_Problems and tasks:_
1) In the text on curation metrics, what do cultural metrics necessarily require?
2) From the text on curation metrics, print word for word the passage that begins at the words "A metric is" and stops after "of votes, etc.".

_Supplied text:_
The factors influencing whether or not a post is choosen to be voted on must be measureable, and not abstract, as they may exist in our own personal reasoning. These measurements are called metrics.
A metric is a transformation of the facts (i.e. data) of the Steem posts and environment, such as word count, number of votes already cast, whether the author is followed, etc. into a value which can be used independently of the data, and exists in form which renders disparate data usable by the same set of operations. We transform any data into numeric values for simplicity of score calculation.
The algorithm is a customizable process which each user can tweak to make their own bot curate as they would like it to curation. It is intended to be an approximate model of how you usually vote.
Most strategic metrics are simply readable from the API, but cultural metrics are harder to quantify, necessarily requiring the use of Natural Language Processing (NLP).
Some metrics use data directly where it is already numeric, such as the number of words in a post, the number of votes, etc.
Since each metric must be numeric, we will give boolean assign boolean values 0
if false and 1
if true. Boolean metrics come from questions like "Does the user follow the author of this post?"
The actual metrics used are detailed at the end of this document.
The algorithm combines metrics into a single score using metric values at a certain weight (i.e. multiplication factor) and optionally within a certain range.
The weights scale metric values in order to change the contributing effect of a metric. They can also be used to make a value more (or even less!) reasonable.
Bounding a metric value to a range can also makes the value more reasonable. You may want to cap the word count having an effect on a increasing the overall score at 2000 words for example.
If we set the conditions aside, the algorithm is simply a polynomial. For example:
Let M
be the set of metrics such that m[1]
is the first metric, m[2]
is the second, etc. until m[n-1]
is the second last and m[n]
is the last, where n
is the number of metrics.

_Available data:_
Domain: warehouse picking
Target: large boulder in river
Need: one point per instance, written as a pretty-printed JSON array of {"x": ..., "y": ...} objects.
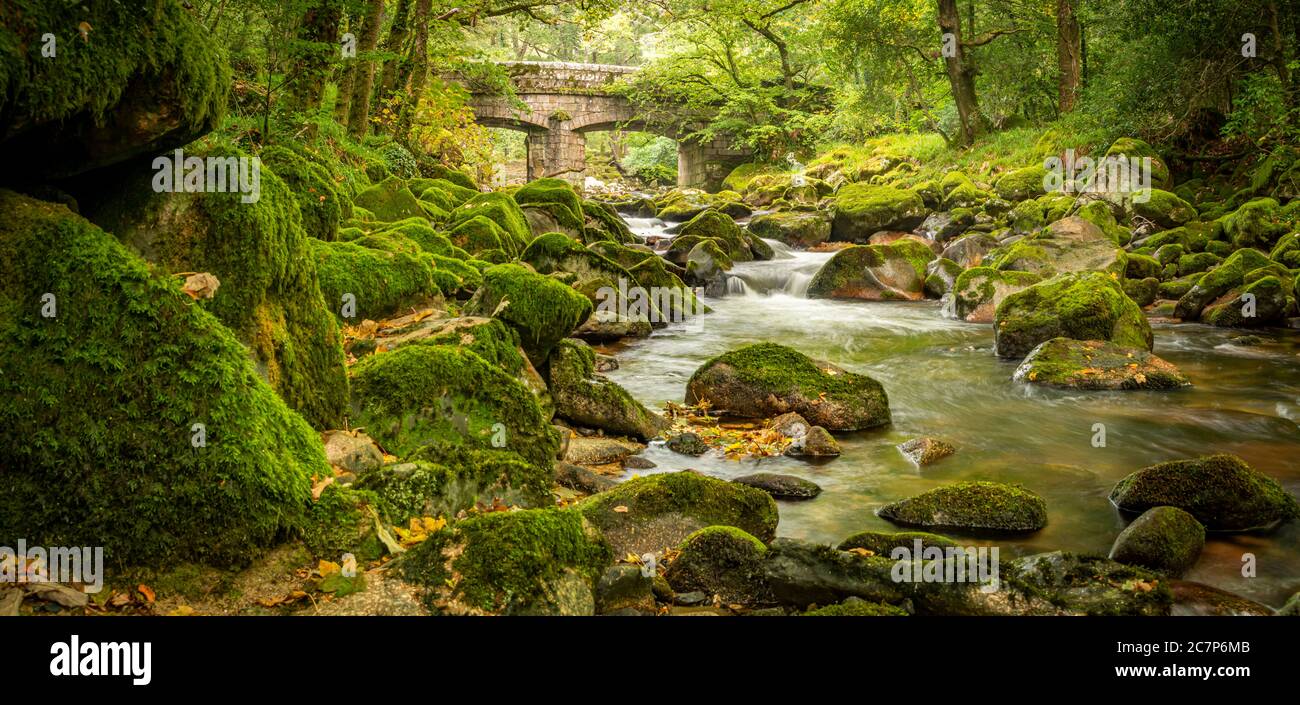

_Answer list:_
1) The use of Natural Language Processing (NLP).

2)
A metric is a transformation of the facts (i.e. data) of the Steem posts and environment, such as word count, number of votes already cast, whether the author is followed, etc. into a value which can be used independently of the data, and exists in form which renders disparate data usable by the same set of operations. We transform any data into numeric values for simplicity of score calculation.
The algorithm is a customizable process which each user can tweak to make their own bot curate as they would like it to curation. It is intended to be an approximate model of how you usually vote.
Most strategic metrics are simply readable from the API, but cultural metrics are harder to quantify, necessarily requiring the use of Natural Language Processing (NLP).
Some metrics use data directly where it is already numeric, such as the number of words in a post, the number of votes, etc.